Exercise description — Reproduce each of the lines word for word.
+ + + +
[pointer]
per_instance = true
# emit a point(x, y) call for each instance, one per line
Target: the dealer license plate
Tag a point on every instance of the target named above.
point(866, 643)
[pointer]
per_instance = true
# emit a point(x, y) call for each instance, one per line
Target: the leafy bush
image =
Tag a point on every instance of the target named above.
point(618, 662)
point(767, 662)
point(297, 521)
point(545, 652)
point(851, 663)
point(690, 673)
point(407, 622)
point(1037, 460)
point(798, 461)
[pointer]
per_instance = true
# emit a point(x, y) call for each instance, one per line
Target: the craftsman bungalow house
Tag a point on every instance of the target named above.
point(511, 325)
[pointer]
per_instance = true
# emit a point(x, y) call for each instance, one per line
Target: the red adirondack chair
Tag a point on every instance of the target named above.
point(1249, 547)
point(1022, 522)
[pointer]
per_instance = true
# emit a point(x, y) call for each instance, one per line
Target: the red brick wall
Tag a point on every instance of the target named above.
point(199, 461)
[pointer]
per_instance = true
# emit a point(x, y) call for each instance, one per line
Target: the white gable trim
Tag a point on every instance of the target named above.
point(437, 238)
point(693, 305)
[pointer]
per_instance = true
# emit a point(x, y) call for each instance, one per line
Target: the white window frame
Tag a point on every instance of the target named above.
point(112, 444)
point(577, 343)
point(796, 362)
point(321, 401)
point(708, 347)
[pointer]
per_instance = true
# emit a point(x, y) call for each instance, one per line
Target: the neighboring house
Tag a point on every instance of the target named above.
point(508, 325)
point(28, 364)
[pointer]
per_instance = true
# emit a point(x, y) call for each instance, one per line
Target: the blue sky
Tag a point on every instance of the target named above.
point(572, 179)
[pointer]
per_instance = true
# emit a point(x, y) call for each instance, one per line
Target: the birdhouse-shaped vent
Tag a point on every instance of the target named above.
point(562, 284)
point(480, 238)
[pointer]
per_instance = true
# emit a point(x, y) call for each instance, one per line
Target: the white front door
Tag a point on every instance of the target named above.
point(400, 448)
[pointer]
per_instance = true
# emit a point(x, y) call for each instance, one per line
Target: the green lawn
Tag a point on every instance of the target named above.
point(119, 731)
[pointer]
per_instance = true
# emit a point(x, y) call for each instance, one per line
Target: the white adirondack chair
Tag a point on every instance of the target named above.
+ + + +
Answer to the problem —
[pointer]
per_instance = true
# emit a point(x, y) call for each instance, one per line
Target: the dealer license plate
Tag a point on every instance of the target named above.
point(866, 643)
[pointer]
per_instance = true
# emit a point(x, y) call for each instance, one per line
Target: the leafy bush
image =
Tag a point on every instance of the target named above.
point(618, 662)
point(767, 662)
point(297, 521)
point(545, 652)
point(851, 663)
point(690, 673)
point(407, 622)
point(1037, 460)
point(798, 461)
[pointer]
per_instance = true
# emit a point(x, y) call for each instance, one per line
Target: the craftsman bungalow house
Tag a point on every instance of the target named above.
point(511, 325)
[pointer]
per_instance = true
# emit a point(x, y) call for each instance, one per line
Target: the red adirondack chair
Tag a point on every instance of the target named above.
point(1249, 547)
point(1022, 522)
[pointer]
per_instance = true
# emit a point(x, y) call for each instance, one per line
Target: the red brick wall
Tag a point on every instance of the target named above.
point(199, 461)
[pointer]
per_instance = true
# emit a point(x, y) call for each instance, one per line
Target: the white gable trim
Tag a point on every instance of the target named above.
point(437, 238)
point(693, 305)
[pointer]
per_instance = true
# emit a point(x, y) call for each instance, one per line
Target: the white window frame
Tag a point on every instance of the target named above.
point(112, 444)
point(577, 343)
point(796, 362)
point(321, 401)
point(708, 347)
[pointer]
per_instance = true
# emit a point(x, y) call for each instance, one per line
Target: the neighboring house
Tag a point on every instance of the target named above.
point(508, 325)
point(28, 364)
[pointer]
per_instance = true
# emit a point(x, y) call for each instance, one per line
Target: the blue sky
Tag a point on every instance of the target named above.
point(572, 179)
[pointer]
per_instance = true
# emit a point(x, y) call for each instance, one per line
Target: the birdhouse-shaped vent
Tag a point on every instance of the target named above.
point(562, 284)
point(480, 238)
[pointer]
per_instance = true
# emit a point(x, y) call for each instance, one per line
Target: the white front door
Tag a point on every instance of the target named above.
point(400, 448)
[pointer]
per_instance = true
# emit a point(x, y) call for each instance, one per line
Target: the green lawn
Tag a point on every instance of the target named above.
point(119, 731)
[pointer]
per_instance = true
# emit a point(x, y) call for each instance, one per line
Target: the white adirondack chair
Tag a point on every instance of the target named above.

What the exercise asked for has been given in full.